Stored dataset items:
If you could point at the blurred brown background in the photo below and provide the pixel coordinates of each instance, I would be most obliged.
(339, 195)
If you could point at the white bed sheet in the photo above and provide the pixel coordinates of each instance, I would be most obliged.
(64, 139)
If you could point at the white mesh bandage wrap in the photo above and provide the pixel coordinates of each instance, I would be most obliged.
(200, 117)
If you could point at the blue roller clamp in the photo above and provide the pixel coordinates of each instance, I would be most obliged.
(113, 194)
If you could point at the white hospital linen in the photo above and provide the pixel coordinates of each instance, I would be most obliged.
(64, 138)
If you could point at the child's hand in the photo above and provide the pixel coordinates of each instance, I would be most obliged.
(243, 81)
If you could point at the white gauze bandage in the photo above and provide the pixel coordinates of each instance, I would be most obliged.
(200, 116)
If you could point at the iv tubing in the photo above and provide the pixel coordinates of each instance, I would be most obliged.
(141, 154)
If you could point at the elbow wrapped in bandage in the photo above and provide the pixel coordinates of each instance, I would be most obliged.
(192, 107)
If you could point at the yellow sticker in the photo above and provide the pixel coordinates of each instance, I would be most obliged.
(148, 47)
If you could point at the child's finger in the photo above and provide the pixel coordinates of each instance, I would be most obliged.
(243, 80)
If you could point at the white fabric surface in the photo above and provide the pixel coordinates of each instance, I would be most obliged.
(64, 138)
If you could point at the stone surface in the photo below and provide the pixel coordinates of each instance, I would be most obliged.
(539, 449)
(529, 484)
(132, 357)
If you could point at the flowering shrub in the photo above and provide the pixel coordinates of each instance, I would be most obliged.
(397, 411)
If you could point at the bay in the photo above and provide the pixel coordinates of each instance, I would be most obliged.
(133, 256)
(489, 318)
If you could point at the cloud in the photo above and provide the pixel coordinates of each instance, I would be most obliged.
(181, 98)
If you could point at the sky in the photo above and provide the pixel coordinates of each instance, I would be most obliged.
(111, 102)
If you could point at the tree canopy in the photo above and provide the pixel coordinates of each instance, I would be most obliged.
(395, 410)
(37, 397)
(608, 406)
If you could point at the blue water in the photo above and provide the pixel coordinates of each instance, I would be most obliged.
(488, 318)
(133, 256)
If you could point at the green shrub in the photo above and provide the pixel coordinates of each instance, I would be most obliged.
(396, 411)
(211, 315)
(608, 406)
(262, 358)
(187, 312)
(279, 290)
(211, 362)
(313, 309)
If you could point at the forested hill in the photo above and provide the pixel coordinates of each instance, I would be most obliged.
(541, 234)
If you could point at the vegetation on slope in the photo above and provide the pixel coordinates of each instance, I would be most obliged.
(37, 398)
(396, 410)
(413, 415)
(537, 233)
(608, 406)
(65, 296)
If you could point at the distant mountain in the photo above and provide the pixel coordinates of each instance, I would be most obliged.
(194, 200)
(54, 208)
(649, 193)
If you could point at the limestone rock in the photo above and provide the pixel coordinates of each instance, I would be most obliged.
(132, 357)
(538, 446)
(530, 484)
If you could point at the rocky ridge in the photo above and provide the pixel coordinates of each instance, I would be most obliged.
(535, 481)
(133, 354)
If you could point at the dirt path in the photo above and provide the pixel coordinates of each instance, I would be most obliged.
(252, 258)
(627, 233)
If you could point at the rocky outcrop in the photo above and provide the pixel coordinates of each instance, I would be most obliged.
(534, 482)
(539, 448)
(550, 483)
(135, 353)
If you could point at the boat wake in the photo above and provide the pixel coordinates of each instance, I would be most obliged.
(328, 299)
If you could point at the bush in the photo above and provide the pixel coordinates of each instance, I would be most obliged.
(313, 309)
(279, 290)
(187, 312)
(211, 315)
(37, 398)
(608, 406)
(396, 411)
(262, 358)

• **Instructions to follow**
Retype every row above word for word, in the same order.

• **Output of the task**
If you could point at the blurred brown background in the photo below and provide the pixel coordinates of each instance, I would be most obliged.
(339, 195)
If you could point at the white bed sheet in the photo above and provide the pixel coordinates of each instance, I would be most obliged.
(64, 139)
If you could point at the white mesh bandage wrap in the photo above and provide the pixel coordinates of each instance, I would be most obliged.
(200, 117)
If you could point at the blue roller clamp in the photo above and provide the pixel coordinates of each instance, I would be most obliged.
(113, 194)
If you could point at the white hospital linen in the photo above and provide the pixel coordinates of each instance, I would be most obliged.
(64, 138)
If you could point at the child's hand in the photo above and provide the pixel coordinates of each instance, I would be most obliged.
(243, 81)
If you could point at the white gauze bandage in the photo above and provide the pixel coordinates of each instance, I would be most obliged.
(200, 116)
If you could point at the iv tubing in the photo above and provide the pixel coordinates of each instance, I would be most obliged.
(141, 154)
If you could point at the elbow wrapped in bandage in the photo above and provide the pixel coordinates of each instance, I would be most obliged.
(192, 107)
If you could point at the yellow sticker in the photo above and provide the pixel coordinates of each instance, I would be most obliged.
(148, 47)
If you could point at the child's finger in the photo above and provide the pixel coordinates of each instance, I would be most obliged.
(243, 80)
If you could point at the white fabric surface in the photo above and provide the pixel coordinates of each instance, I would be most obliged.
(64, 138)
If you could point at the stone surface in the photo below and provide the pixel coordinates of each instance, I would be most obliged.
(539, 449)
(529, 484)
(132, 357)
If you could point at the flowering shrub in the photo above and provide the pixel coordinates of each instance, I would be most obliged.
(397, 411)
If you could point at the bay in the photo above and provide the pixel coordinates of each instance, I would be most obliged.
(133, 256)
(489, 318)
If you could point at the cloud in the photo above and provide the pixel coordinates of each instance, I would be most obliged.
(181, 98)
If you could point at the sky in the photo above and provide the pixel coordinates of each instance, I would be most obliged.
(111, 102)
If you could point at the tree canopy in the photo above and provide the pixel coordinates of each instance, I would be most obliged.
(395, 410)
(37, 397)
(608, 406)
If you could point at the blue water in the photo above and provide the pixel coordinates of each instance, I would be most obliged.
(488, 318)
(133, 256)
If you could point at the green shrub in the photo above and provide the pixel coordinates of each instance, I would be most obliged.
(396, 411)
(211, 315)
(608, 406)
(262, 358)
(187, 312)
(279, 290)
(211, 362)
(313, 309)
If you could point at the forested hill in the photo above and provide the pixel coordinates of each instance, I would be most obliged.
(541, 234)
If you could point at the vegetation on slope in the photo above and provide the pixel coordinates of each instance, I would be most obliged.
(37, 398)
(396, 410)
(413, 415)
(537, 233)
(608, 406)
(65, 296)
If you could point at the distant mountain in the photo above and provide the pixel coordinates of each instance, I would be most obliged.
(194, 200)
(54, 208)
(649, 193)
If you could point at the limestone rock in the photo above and provide the pixel coordinates of each instance, I would be most obliged.
(132, 357)
(538, 446)
(530, 484)
If you could point at the rocky ridge in the photo above and provide the pixel coordinates of each instance, I would be most obliged.
(535, 481)
(133, 354)
If you could point at the dirt path in the photo above and provide the pixel coordinates of each instance, I would be most obliged.
(252, 258)
(627, 233)
If you could point at the rocky outcrop in the photo above and provide the pixel coordinates of each instance, I would be most obliged.
(534, 482)
(539, 448)
(550, 483)
(135, 353)
If you could point at the boat wake in the photo above and provide the pixel coordinates of each instance, I would be most obliged.
(328, 299)
If you could point at the bush in the photo above and provide the pixel coordinates of each instance, I would be most obliged.
(313, 309)
(279, 290)
(187, 312)
(211, 315)
(37, 398)
(608, 406)
(396, 411)
(262, 358)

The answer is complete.